§ **TASKS AND EXERCISES**
• A. In the article on structural variation in human genomes below, translate this sentence into Spanish: "SVs cannot be reliably detected using short reads since many of the variants are significantly longer than those reads."
• B. Carry on writing the article on structural variation in human genomes below, starting right after its final sentence.

§ **EXCERPTED TEXT**

=-=-=-=-=

Two Review Articles Assess Structural Variation in Human Genomes
Thursday, December 5, 2019
Two recent review articles discuss the idea that structural variants (SVs) — genetic differences that involve at least 50 base pairs — are numerous, important to human biology, and best detected with long reads. The authors review years of studies that have applied PacBio SMRT Sequencing to identify around 20,000 SVs per human genome. The reviews also report on cases in which SMRT Sequencing has helped scientists discover pathogenic variants that explain diseases for which there had previously been no clear genetic cause.
In Nature Reviews Genetics, Steve Ho, Alexander Urban, and Ryan Mills from the University of Michigan and Stanford University consider the algorithms and detection platforms that have enabled a wave of new discovery related to SVs. SVs cannot be reliably detected using short reads since many of the variants are significantly longer than those reads. “Because of this, the degree to which contemporary genomics has studied SNVs compared with SVs is significantly skewed,” Ho et al. write. “A recent analysis found that PacBio long reads were approximately three times more sensitive than a short-read ensemble maximized for sensitivity, implying that a large subset of SVs, many 50–2,000 bp in length, are unresolvable without long reads.”

=-=-=-=-=

§ **DATA BELOW**
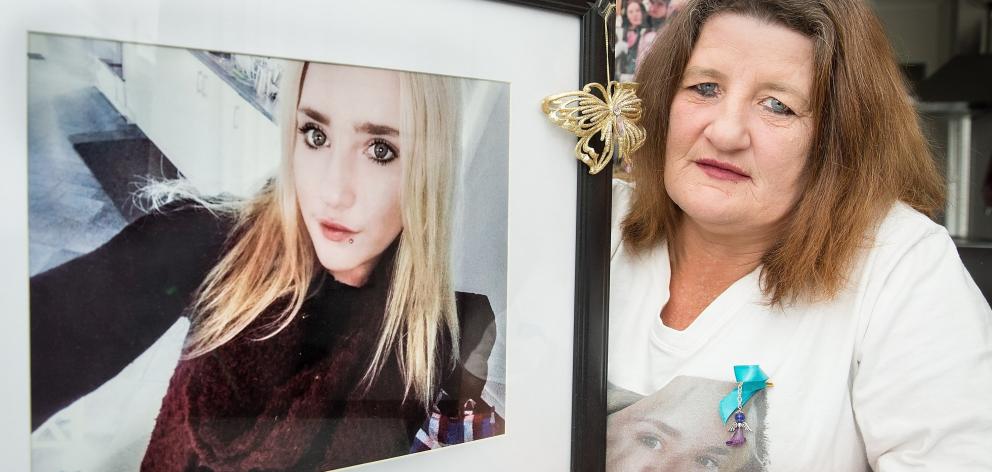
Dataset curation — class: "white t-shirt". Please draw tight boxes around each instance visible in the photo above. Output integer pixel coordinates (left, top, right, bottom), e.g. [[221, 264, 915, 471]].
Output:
[[607, 181, 992, 471]]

=-=-=-=-=

§ **WRITTEN RESPONSES**
• A. Las SV no pueden detectarse de forma fiable con lecturas cortas, ya que muchas de las variantes son considerablemente más largas que esas lecturas.

• B.
Ho et al. also discuss the software tools that are useful for calling SVs in long reads, including Sniffles and pbsv. They summarize important projects that have used SMRT Sequencing to look for these variants — including Euan Ashley’s publication on Carney complex and Naomichi Matsumoto’s report on a large deletion that causes epilepsy.
The other review appears in Genome Biology, contributed by lead authors Medhat Mahmoud and Nastassia Gobet, senior author Fritz Sedlazeck, and collaborators at the University of Lausanne, Baylor College of Medicine, and other institutions. “Recent research into structural variants (SVs) has established their importance to medicine and molecular biology, elucidating their role in various diseases, regulation of gene expression, ethnic diversity, and large-scale chromosome evolution,” the authors state. “SVs are increasingly being recognized as an important class of variants, which need to be considered in evolutionary, population, and clinical genomics.”
The team reviews the value of long reads for finding SVs, noting that they “are advantageous for SV calling because they can span repetitive or other problematic regions.” The scientists also walk through the pros and cons of various alignment and SV-calling tools developed for long reads, including NGMLR, minimap2, Sniffles, and pbsv.
SMRT Sequencing provides high precision and recall for SVs in a human genome with just one SMRT Cell on the Sequel II System. By multiplexing two samples per SMRT Cell 8M, the approximate reagent cost is $670 per sample to detect structural variants.